Problem statement:
Using the entries below, quote exactly the span of lines that begins with the line containing "In this exercise you will mark every instance of the yellow" and ends with the final line.

Exercise data:
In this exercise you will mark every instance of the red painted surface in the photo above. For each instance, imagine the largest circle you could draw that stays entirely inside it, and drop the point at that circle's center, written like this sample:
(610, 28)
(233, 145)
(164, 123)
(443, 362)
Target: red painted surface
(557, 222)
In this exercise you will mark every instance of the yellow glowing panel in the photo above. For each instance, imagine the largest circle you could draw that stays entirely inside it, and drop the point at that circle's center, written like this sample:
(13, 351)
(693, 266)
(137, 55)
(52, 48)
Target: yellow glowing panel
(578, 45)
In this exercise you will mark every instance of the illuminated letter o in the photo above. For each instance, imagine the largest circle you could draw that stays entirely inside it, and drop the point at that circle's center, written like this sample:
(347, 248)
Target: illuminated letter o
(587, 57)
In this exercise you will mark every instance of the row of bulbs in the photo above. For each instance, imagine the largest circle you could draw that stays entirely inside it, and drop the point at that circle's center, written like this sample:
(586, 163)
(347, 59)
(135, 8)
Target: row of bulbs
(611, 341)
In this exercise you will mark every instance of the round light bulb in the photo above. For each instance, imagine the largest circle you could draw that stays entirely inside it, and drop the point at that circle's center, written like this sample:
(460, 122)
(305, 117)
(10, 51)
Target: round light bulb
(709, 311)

Response:
In this exercise you will mark every instance of the yellow glowing panel in the photo above. For each instance, imagine the largest circle you could draw that stays entirely inside it, and drop the point at that circle's center, written like this sample:
(13, 351)
(693, 266)
(137, 55)
(52, 48)
Target: yellow glowing panel
(578, 45)
In this exercise you will mark every instance of the illuminated letter o in the photo above. For each instance, imagine the largest circle you could draw that stays entirely inside it, and drop the point at that circle's center, written like this sample:
(347, 248)
Target: illuminated letter o
(587, 57)
In this exercise you will mark every instance of the row of bulbs in the photo above. For each instance, imagine the largest circle you could draw that stays entirely inside it, and drop the point at that circle's center, written like this sample:
(586, 163)
(347, 59)
(135, 8)
Target: row of bulbs
(611, 341)
In this exercise you will mark every instance of the round light bulb in the photo above. For each instance, imagine the largest circle you could draw that stays entirely inside it, and drop the point at that circle's center, written like this sample:
(460, 122)
(305, 117)
(10, 51)
Target: round light bulb
(709, 311)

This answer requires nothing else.